SET TASK 1: Scale the listing below, starting at the line that contains "on the white" and ending at the last line of the listing. Give only those lines again with the requests included, multiplying every point coordinate in the answers by 2.1 and rounding to whole numbers with halves rounded up.

SELECTED EXTRACT:
________________________

Hello Neal,

On Sat, 19 Sep 2009 13:20:04 -0800 GMT (20/Sep/09, 4:20 AM +0700 GMT),
Neal Laugman wrote:

NL> Software development is a precarious job of walking a marketing
NL> tightrope. For a certain product or product group there can be an
NL> easily sustainable market segment if you keep yourself lean. If you
NL> wish more, you have to spend more to take business away from someone
NL> else.

Well, let's hope for the best. I don't believe the above, as you have
to grow to survive, and each market segment will have new entrants all
the time (we ar talking about email, not some highly-specialised niche
product), and IMAP is the future so they will be taking customers away
from Thunderbird or die, but let's wait.

NL> RitLabs has been doing this for quite awhile now and is still here,
NL> producing and making progress with a really cool and unique product
NL> that has a predictable clientele. Perhaps this market segment that TB!
NL> serves is enough to make a few people a few €€ without risking what
NL> they already have, and their goals are quite satisfied by this
NL> business strategy. TB! needs a technical user (IMHO) to fully exploit
NL> its features, and I'm here to tell you that the average middle-aged
NL> users that I have done business with are more comfortable with
NL> Thunderbird, etc... which is a different market segment.

I believe that is the market segment they could capture, but as you
say, they seem to be comfortable with the money they are making now.
As discussed on a parallel thread, POP is still around in many
countries but that may change.

NL> It bugs me to see RitLabs disrespected so much over the years. It
NL> cannot help a developer's attitude at all (and this sentence is the
NL> heart of my post). This is one of the reasons that I don't participate
NL> with TBBETA as much as I use to, even though I love TB! and respect
NL> this list, its participants, and the commitment they have.

________________________

RECORDS TO USE:
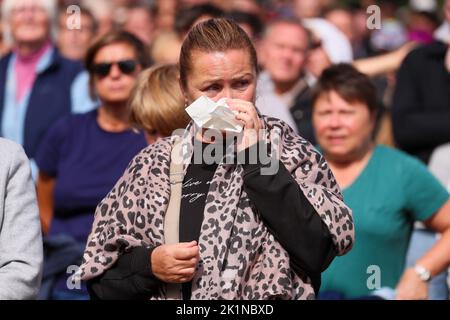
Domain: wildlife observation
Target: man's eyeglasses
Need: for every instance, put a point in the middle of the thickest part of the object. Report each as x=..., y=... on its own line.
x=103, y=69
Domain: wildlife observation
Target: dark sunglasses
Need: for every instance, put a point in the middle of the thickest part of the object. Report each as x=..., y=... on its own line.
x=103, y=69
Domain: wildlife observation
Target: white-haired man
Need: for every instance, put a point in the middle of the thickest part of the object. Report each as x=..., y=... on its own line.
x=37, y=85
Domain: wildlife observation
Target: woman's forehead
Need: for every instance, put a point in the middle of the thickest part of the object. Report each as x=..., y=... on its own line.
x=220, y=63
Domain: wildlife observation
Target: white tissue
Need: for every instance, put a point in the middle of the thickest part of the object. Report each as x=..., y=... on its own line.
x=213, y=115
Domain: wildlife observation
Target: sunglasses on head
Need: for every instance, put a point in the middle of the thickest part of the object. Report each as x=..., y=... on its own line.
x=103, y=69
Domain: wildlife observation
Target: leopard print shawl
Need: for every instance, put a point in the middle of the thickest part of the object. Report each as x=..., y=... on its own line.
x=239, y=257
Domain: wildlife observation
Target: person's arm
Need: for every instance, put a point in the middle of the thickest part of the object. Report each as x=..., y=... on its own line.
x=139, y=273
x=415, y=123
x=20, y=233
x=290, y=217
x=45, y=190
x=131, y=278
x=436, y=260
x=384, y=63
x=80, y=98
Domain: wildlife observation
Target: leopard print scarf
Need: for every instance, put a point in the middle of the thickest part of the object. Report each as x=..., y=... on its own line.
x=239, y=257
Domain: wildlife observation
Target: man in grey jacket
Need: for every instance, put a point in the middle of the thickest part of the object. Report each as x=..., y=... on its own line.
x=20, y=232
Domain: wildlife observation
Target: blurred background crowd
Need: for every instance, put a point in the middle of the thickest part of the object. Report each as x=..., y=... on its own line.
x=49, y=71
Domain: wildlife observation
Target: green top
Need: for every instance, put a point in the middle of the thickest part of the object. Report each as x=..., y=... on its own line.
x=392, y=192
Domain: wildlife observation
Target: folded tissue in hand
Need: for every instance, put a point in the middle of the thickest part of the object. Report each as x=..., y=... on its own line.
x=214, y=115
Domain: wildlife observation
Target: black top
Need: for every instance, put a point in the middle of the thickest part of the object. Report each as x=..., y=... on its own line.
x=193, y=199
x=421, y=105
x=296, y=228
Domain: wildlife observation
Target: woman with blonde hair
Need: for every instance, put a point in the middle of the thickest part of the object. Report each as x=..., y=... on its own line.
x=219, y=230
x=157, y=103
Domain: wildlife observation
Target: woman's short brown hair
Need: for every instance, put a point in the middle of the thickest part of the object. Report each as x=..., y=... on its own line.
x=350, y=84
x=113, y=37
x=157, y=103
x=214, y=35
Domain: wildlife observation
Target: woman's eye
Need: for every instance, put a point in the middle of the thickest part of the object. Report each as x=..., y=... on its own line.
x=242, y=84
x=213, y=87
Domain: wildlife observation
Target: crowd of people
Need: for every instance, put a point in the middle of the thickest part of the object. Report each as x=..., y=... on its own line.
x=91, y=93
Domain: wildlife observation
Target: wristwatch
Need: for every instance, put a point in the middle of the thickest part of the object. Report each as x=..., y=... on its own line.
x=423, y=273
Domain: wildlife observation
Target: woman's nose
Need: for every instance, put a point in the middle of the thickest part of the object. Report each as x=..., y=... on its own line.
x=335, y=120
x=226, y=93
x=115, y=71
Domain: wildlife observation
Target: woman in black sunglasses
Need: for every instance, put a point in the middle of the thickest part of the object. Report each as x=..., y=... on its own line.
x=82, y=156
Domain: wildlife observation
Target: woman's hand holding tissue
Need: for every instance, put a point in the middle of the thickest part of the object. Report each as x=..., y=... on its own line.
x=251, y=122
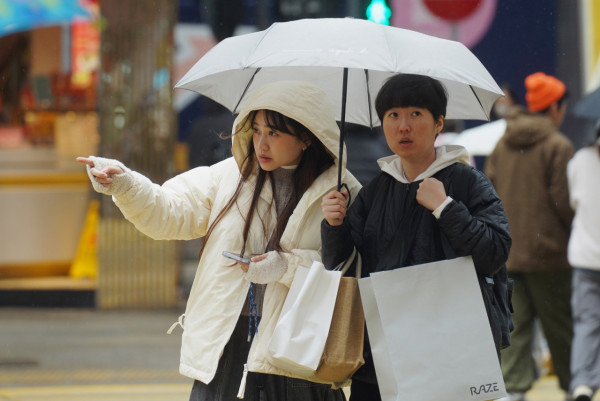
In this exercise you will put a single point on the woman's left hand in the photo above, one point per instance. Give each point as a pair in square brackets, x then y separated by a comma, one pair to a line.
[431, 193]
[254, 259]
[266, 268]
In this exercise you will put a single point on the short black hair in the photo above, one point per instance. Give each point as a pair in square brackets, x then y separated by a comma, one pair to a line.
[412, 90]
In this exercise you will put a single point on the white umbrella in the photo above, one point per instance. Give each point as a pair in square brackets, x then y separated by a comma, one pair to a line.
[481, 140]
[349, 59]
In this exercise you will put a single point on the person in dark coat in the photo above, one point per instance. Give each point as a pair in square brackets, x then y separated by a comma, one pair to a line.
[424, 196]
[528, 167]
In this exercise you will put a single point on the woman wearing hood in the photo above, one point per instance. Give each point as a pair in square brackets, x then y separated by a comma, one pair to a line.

________________________

SET TASK 2: Continue the email reply about RitLabs and TB! from the point where it stops.

TASK RESPONSE 1:
In this exercise you will put a single point on the white umbrella in the photo above, one point per instance. Give each point as a pair in square brackets, x then y separated by a comma, one pair to a line.
[1010, 294]
[733, 124]
In this exercise you will put a single point on the person in dark coat in the photo above, one point per instance. Give each point as a pair in square brackets, x then y separated by a comma, one pair to a line.
[890, 412]
[1109, 351]
In this exercise you will put a single point on the woman wearing hood in the photo above, one point per instance. Give each point as a pair in square brackets, x then y separated by a comma, one pair to a line.

TASK RESPONSE 2:
I wasn't talking about software development, I was talking about
market development. The potential is right here, on this list: How
many companies have the privilege of hearing so many suggestions, so
many ways to improve the product instead of having to pay heavy
dollars for R&D, and how many companies have such brand loyalty as you
(and obviously most people on this list, including me) show? This is
what I mean: Wasted opportunities for market growth and ultimately
survival.

Thunderbird is taking market share from Ritlabs, why would Ritlabs not
take market share from them? But then, it is their decision, and many
of us are indeed still around. Several of the old hands on this list
have moved on.

-- 

Cheers,
Thomas.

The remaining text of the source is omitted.